#### PASSAGE SHOWN

Inducible nitric oxide production is an adaptation to cardiopulmonary bypass-induced inflammatory response

Background. Cardiopulmonary bypass (CPB) increases nitric oxide (NO) production by the activation of NO synthases (NOS). However, the role of NO from inducible NOS (iNOS) in CPB-induced inflammatory response remains unclear. We examined the effect of a selective iNOS inhibitor, aminoguanidine, on CPB-induced inflammatory response in a rat-CPB model. Methods. Adult Sprague-Dawley rats underwent 60 minutes of CPB (100 mL · kg−1 · min−1, 34°C). Group A (n = 10) received 100 mg/kg of aminoguanidine intraperitoneally 30 minutes before the initiation of CPB, and group B (n = 10) served as controls. Results. There were significant time-dependent changes in plasma interleukin (IL)-6, IL-8, nitrate + nitrite, the percentage ratio of nitrotyrosine to tyrosine (%NO2-Tyr, an indicator of peroxynitrite formation), and respiratory index (RI). Three hours after CPB termination, IL-6, IL-8, and RI were significantly higher in group A (IL-6, 397.5 ± 80.6 pg/mL; IL-8, 26.99 ± 6.57 ng/mL; RI, 1.87 ± 0.31) than in group B (IL-6, 316.5 ± 73.9 pg/mL, p <0.05; IL-8, 17.21 ± 3.12 ng/mL, p < 0.01; RI, 1.57 ± 0.24, p < 0.05) although nitrate + nitrite (31.8 ± 4.1 μmol/L) and %NO2-Tyr (1.15% ± 0.20%) were significantly lower in group A than in group B (nitrate + nitrite, 50.2 ± 5.0 μmol/L, p < 0.01; %NO2-Tyr, 1.46% ± 0.21%, p < 0.01). Western immunoblot analysis from lung tissue of group A identified marked iNOS inhibition without inhibiting endothelial-constitutive NOS, and neutrophil accumulation in the lung specimens was significantly greater in group A (6.5 ± 0.7/alveoli) than in group B (4.4 ± 0.4/alveoli, p < 0.01). Conclusions. These results suggest that NO production from iNOS may be an adaptive response for attenuating the CPB-induced inflammatory response.

#### YOUR ASSIGNMENT
Condense the paragraph beginning "Background. Cardiopulmonary bypass (CPB) increases" in the passage on nitric oxide and cardiopulmonary bypass into a short bulleted list that keeps its main facts.

#### PROVIDED INFORMATION
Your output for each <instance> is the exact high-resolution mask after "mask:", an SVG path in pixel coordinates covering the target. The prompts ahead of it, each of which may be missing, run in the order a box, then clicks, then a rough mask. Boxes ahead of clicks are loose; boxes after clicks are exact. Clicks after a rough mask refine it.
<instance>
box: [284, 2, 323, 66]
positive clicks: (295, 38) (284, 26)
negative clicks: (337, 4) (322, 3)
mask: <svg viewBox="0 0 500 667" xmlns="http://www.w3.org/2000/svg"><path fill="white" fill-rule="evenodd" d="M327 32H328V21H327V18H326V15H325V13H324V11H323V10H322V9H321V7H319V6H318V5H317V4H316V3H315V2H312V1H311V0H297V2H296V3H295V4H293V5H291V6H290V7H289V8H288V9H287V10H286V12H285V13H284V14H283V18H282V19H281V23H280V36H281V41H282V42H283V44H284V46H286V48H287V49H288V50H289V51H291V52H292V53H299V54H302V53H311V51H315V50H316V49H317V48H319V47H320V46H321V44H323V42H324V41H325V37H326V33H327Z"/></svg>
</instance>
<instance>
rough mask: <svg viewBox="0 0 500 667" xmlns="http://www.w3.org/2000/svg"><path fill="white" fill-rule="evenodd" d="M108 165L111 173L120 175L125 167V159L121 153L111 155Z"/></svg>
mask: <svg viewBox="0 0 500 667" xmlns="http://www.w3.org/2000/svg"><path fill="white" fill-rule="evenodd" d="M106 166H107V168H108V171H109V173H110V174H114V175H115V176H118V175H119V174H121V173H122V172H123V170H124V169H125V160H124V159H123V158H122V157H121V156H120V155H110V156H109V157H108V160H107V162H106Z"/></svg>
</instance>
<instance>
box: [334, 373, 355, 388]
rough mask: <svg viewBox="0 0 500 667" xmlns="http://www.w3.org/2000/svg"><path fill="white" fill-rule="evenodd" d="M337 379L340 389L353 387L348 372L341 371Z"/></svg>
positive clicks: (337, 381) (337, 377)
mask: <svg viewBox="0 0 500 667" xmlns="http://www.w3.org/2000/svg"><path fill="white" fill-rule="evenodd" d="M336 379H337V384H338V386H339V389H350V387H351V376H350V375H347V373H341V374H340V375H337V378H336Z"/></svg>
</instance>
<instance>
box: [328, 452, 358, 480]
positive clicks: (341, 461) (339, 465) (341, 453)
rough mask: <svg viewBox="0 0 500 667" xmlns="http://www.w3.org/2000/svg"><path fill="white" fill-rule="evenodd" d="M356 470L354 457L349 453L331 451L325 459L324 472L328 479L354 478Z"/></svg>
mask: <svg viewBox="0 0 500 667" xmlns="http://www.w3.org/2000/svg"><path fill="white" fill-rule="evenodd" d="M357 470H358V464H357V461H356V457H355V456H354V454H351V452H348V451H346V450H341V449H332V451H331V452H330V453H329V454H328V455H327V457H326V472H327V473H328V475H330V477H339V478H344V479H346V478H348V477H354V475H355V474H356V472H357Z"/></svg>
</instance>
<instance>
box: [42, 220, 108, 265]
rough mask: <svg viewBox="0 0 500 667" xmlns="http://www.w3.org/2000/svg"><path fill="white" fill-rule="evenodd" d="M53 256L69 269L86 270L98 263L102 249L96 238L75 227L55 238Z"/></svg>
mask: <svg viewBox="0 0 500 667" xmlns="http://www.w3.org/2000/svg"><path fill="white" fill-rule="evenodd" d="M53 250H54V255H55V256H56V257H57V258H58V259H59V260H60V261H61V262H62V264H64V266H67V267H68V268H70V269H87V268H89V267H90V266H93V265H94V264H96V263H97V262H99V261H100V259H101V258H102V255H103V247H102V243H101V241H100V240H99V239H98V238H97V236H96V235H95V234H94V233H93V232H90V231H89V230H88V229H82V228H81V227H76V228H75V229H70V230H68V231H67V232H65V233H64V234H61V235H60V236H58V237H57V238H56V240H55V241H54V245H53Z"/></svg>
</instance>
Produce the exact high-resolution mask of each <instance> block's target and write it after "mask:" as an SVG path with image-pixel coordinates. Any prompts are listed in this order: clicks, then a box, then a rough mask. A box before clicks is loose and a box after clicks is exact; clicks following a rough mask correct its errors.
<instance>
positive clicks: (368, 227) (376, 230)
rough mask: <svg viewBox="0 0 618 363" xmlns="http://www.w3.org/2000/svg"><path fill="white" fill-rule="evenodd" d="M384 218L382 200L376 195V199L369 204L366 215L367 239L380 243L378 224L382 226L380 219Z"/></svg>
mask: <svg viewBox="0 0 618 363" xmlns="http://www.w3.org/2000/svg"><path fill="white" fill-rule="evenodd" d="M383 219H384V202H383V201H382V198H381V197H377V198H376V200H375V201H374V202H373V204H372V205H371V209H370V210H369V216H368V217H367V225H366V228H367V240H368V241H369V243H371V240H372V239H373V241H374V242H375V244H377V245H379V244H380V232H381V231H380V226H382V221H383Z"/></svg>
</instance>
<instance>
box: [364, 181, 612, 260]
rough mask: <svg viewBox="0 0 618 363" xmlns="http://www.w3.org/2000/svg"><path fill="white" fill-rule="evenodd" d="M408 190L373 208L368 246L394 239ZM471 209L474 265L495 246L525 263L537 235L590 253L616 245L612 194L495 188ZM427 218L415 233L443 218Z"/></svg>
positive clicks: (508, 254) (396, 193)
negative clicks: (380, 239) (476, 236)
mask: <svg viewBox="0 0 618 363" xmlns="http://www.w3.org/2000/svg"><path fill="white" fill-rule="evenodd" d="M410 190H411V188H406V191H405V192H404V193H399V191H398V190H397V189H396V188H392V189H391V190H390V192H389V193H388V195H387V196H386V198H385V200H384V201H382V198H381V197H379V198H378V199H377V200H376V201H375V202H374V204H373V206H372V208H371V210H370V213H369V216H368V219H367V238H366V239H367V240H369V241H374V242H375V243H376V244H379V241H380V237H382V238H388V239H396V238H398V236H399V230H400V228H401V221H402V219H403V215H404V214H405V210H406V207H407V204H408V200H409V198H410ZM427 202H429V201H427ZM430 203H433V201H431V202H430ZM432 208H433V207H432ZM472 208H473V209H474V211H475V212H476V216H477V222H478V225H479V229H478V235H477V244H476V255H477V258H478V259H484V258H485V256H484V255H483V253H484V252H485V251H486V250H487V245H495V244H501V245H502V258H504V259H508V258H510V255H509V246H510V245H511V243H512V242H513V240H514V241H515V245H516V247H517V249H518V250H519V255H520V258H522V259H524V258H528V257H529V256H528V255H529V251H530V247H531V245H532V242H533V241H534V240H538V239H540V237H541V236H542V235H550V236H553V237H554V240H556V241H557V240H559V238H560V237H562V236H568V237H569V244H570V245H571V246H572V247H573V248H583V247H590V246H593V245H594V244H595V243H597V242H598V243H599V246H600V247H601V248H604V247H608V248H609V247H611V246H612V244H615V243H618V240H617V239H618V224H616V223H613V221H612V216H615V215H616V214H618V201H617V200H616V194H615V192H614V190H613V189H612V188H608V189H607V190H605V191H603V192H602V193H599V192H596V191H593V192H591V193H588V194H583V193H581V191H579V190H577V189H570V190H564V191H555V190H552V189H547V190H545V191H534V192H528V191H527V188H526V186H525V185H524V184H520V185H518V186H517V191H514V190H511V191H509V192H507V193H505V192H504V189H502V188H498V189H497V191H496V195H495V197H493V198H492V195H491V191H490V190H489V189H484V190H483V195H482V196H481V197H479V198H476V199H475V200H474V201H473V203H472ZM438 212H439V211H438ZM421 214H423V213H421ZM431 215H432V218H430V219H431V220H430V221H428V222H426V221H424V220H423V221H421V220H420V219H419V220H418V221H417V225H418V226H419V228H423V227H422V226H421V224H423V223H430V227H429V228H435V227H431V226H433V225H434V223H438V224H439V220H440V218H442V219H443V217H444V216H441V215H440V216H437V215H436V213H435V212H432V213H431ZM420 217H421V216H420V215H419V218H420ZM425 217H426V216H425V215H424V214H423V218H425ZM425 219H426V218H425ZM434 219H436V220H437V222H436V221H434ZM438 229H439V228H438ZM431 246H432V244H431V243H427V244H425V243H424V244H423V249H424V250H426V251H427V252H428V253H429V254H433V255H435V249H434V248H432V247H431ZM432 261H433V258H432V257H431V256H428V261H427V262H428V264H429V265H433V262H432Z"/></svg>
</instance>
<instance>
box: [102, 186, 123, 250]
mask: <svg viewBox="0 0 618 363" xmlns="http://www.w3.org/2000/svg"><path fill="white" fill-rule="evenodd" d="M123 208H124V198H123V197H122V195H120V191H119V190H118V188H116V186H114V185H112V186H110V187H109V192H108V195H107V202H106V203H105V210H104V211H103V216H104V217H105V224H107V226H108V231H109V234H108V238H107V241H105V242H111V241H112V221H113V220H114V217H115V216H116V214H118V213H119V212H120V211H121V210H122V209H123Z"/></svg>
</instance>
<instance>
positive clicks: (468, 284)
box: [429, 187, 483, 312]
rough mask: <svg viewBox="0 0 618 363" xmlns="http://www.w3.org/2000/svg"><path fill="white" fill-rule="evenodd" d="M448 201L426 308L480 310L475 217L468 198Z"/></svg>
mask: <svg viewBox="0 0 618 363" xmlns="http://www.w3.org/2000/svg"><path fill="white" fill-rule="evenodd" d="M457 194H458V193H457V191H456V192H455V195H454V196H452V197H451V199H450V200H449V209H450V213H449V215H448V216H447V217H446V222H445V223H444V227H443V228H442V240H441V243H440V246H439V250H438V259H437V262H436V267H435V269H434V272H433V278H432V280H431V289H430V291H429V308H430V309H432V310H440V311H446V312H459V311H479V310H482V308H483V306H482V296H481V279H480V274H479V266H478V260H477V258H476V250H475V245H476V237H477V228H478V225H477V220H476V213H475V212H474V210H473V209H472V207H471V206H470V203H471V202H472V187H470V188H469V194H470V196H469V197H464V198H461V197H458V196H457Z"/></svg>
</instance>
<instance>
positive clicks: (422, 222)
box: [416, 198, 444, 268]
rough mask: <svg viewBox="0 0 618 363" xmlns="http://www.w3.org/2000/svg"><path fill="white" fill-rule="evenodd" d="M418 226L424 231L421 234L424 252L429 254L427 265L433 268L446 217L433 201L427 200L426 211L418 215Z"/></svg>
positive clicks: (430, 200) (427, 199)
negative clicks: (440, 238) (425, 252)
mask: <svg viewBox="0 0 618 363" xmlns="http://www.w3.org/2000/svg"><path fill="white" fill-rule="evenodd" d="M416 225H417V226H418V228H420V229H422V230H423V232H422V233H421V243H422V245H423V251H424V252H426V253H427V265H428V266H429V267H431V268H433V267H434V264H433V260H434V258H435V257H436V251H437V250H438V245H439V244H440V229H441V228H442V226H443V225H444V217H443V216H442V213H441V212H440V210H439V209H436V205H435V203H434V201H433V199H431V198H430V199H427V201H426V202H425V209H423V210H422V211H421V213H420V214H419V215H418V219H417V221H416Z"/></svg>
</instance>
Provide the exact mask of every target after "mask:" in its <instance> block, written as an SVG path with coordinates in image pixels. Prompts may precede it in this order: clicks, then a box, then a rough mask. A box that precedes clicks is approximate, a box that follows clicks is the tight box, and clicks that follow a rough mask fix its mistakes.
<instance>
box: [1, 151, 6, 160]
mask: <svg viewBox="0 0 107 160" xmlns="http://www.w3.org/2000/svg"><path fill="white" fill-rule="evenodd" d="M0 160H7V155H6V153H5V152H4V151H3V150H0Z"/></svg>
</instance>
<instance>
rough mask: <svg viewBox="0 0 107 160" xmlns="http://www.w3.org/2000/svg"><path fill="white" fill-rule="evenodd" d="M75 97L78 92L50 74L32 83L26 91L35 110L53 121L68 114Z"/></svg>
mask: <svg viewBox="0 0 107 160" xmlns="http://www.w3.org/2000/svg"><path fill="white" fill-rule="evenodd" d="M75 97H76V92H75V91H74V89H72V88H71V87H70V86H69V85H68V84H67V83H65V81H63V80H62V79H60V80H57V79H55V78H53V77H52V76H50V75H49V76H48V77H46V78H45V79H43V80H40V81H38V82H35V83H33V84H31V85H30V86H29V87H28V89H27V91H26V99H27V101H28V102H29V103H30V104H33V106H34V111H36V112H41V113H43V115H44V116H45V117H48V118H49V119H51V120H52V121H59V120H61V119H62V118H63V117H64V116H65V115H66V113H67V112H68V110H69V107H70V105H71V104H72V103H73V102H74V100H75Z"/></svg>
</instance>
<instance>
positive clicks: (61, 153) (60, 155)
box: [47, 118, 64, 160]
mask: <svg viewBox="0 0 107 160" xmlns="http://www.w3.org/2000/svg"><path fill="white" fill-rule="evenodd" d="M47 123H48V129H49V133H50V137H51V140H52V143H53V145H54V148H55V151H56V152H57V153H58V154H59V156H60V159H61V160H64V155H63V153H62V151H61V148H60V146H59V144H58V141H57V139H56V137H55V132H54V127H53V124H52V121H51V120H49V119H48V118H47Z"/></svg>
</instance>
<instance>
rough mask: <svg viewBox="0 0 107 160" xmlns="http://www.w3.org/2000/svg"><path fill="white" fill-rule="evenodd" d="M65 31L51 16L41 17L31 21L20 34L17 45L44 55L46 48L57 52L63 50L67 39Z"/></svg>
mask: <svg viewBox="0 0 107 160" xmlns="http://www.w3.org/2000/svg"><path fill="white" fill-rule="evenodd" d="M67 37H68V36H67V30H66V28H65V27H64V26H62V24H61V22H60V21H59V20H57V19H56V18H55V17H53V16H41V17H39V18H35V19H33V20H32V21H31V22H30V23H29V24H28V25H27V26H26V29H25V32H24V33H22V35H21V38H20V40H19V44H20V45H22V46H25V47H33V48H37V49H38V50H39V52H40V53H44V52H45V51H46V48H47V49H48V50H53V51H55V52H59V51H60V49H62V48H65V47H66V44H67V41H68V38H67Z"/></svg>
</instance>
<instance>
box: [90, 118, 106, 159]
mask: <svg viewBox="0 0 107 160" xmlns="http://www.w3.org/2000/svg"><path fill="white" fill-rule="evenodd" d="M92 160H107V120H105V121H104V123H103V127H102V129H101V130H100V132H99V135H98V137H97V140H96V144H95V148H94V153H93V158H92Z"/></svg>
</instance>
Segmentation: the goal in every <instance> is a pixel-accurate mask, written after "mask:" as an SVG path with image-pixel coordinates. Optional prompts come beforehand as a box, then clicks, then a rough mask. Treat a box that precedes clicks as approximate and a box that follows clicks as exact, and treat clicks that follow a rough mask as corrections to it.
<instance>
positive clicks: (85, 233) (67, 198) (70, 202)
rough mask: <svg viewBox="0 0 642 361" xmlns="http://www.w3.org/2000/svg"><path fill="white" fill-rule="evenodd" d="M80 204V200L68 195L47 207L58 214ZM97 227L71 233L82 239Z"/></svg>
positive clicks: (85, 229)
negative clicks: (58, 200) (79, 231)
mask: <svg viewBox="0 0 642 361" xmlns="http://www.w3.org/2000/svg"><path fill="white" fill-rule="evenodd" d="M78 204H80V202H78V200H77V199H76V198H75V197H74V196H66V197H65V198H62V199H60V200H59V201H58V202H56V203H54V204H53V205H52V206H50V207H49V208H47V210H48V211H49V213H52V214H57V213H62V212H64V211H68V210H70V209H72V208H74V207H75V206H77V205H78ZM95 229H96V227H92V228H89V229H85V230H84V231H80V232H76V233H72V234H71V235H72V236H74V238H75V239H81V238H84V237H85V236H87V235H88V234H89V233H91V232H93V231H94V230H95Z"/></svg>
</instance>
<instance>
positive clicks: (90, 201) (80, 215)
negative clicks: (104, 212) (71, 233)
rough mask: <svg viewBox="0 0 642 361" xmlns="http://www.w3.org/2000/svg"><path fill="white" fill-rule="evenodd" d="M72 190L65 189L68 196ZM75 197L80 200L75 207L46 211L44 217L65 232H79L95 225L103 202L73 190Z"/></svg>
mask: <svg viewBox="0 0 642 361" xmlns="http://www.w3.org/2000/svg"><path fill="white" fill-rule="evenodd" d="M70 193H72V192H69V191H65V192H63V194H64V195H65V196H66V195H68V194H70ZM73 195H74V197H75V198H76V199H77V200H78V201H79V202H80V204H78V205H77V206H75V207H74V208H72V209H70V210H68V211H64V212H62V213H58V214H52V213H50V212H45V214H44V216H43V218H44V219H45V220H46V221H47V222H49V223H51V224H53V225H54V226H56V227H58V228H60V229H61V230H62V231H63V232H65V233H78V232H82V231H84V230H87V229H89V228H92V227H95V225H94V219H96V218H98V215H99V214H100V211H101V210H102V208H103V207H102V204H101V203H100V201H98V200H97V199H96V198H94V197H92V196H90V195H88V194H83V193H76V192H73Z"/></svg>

#### EXPECTED ANSWER
- CPB raises nitric oxide (NO) production by activating NO synthases, but the role of NO from inducible NOS (iNOS) in the CPB-induced inflammatory response is unclear.
- Adult Sprague-Dawley rats underwent 60 minutes of CPB. Group A (n = 10) received 100 mg/kg of the selective iNOS inhibitor aminoguanidine intraperitoneally 30 minutes before CPB. Group B (n = 10) served as controls.
- Plasma IL-6, IL-8, nitrate + nitrite, %NO2-Tyr (an indicator of peroxynitrite formation), and respiratory index changed significantly over time.
- Three hours after CPB ended, group A had significantly higher IL-6, IL-8, and respiratory index than group B, but significantly lower nitrate + nitrite and %NO2-Tyr.
- In group A lung tissue, iNOS was markedly inhibited while endothelial-constitutive NOS was not. Neutrophil accumulation in the lung was significantly greater in group A (6.5 vs. 4.4 per alveoli).
- Conclusion: NO production from iNOS may be an adaptive response that lessens the CPB-induced inflammatory response.